Article publié le 6
/janvier 2010 sur le Site Le-Cercle-Psy ,
de " Sciences Humaines ".Tribune
libre
"Pourquoi
l'école ne parvient-elle pas
à donner à chaque enfant une
chance égale de stimuler son
désir d'apprendre, de
déployer son humanité ?"
Pourtant, les expériences de
terrain encourageantes ne manquent pas.
Plaidoyer pour un projet de
société qui veillerait
à assurer une véritable
éducation psychosociale, et
humaniste.
Face aux promesses et aux menaces de la
modernité, peut-il y avoir une politique et
une éducation pertinentes sans interrogation
sur la vision de l'être humain vers lequel
nous tendons ? Les questions de la famille, de
l'école, de la société, de
l'action politique, et celle de l'évolution
de l'humanité sont en effet liées.

**Données du corpus:**

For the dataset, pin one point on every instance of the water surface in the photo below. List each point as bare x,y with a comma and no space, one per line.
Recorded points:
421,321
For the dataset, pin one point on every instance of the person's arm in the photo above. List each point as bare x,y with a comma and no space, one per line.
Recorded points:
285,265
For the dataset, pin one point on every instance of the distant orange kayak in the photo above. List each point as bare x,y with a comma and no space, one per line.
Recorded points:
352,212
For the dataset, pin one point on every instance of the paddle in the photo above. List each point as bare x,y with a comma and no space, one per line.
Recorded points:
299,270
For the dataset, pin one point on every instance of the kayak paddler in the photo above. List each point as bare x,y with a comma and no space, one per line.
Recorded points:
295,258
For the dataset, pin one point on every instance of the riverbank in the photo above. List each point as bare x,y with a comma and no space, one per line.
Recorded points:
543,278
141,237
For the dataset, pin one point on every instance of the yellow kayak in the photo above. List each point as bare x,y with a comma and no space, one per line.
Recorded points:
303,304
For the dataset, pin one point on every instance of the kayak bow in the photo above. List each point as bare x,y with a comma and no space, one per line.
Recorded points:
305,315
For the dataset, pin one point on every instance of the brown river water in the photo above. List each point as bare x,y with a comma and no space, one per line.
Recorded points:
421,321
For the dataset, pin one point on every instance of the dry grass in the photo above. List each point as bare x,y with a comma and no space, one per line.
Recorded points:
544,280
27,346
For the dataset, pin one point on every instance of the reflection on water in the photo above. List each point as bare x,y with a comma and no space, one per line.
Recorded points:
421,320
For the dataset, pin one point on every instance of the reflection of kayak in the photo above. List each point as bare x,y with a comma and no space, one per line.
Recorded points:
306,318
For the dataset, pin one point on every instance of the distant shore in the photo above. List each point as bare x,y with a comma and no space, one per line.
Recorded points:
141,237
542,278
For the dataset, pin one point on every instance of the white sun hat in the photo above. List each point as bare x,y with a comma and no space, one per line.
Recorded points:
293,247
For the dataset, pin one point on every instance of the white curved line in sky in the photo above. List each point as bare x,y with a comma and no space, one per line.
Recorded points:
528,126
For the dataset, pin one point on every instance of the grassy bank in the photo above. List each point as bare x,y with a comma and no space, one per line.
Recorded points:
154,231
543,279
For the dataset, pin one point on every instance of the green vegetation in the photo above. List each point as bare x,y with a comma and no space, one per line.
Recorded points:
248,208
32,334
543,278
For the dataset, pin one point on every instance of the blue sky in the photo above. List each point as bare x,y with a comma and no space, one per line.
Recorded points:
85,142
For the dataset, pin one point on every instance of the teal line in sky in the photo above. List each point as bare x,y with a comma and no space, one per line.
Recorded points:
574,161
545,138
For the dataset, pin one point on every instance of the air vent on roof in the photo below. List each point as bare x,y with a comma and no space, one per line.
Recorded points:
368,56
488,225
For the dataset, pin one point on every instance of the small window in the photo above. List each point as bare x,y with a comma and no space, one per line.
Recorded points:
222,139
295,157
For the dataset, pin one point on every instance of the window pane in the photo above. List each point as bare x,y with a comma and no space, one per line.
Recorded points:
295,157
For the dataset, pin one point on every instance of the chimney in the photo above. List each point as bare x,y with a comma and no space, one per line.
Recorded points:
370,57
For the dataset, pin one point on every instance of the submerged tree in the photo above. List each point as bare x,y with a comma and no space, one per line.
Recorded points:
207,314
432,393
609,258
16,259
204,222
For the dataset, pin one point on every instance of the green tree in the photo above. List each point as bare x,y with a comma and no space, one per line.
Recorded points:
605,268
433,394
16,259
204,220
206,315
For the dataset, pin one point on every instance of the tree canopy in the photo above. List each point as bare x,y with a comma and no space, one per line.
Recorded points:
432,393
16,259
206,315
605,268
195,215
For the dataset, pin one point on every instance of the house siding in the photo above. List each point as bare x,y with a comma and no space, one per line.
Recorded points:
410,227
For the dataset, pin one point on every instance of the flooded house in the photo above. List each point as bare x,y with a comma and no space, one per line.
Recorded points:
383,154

**Consignes:**
[1] Relevez tous les domaines dont l'article sur l'éducation affirme que les questions sont liées.
[2] Reprenez l'article sur l'éducation juste après sa dernière phrase.
Le matériel n'est pas utile pour ce travail.

**Résultats de l'exercice:**
[1] La famille, l'école, la société, l'action politique et l'évolution de l'humanité.

[2]
Les apprentissages bons pour l'école le
demeurent pour la vie : apprendre à
connaître, apprendre à faire,
apprendre à se connaître, apprendre
à vivre ensemble. Ces quatre voies d'une
éducation humanisante, au plein sens du
terme, définies par l'Unesco, auxquelles
s'ajoute aujourd'hui la voie écologique,
devraient constituer la trame et la chair de toutes
les formations de 7 à 77
ans
Le terme " humanisant " se
rapporte ici au processus évolutif qui peut
nous conduire, individuellement et collectivement,
à partir d'apprentissages et non
d'exhortations ou des " bonnes intentions dont
l'enfer est pavé ", au
déploiement de ce qui fait la
maturité humaine, à savoir : la
qualité du lien dans toutes ses nuances,
allant de la cordialité et la
tolérance à l'amitié et
l'amour ; la lucidité de l'esprit qui est
connaissance de soi et force du jugement
dégagé des préjugés ;
l'autonomie et la solidarité, vitalement
complémentaires. Cela exige des formes
d'éducation, d'auto-éducation et de
coéducation sans lesquelles l'humanisme
demeure un chemin très mal
assuré.
Ce qu'il faut affirmer avec force,
c'est que les expériences de terrain,
les voies d'actions et les outils existent
mais restent largement ignorés ou
négligés. Bien qu'essentiels
à la réussite humaine, des
savoirs et des apprentissages tels la
connaissance de soi, la capacité
d'écoute, d'empathie, le sens du
dialogue, la capacité de
coopérer, l'esprit critique et
autocritique, ou encore la capacité de
mettre des mots sur ses émotions et
motivations, de se lier à autrui sans
soumission ni domination, de ne pas laisser
les ressentiments et les conflits se
dégrader en violences, ne figurent pas
au programme de l'école.
Pourquoi
?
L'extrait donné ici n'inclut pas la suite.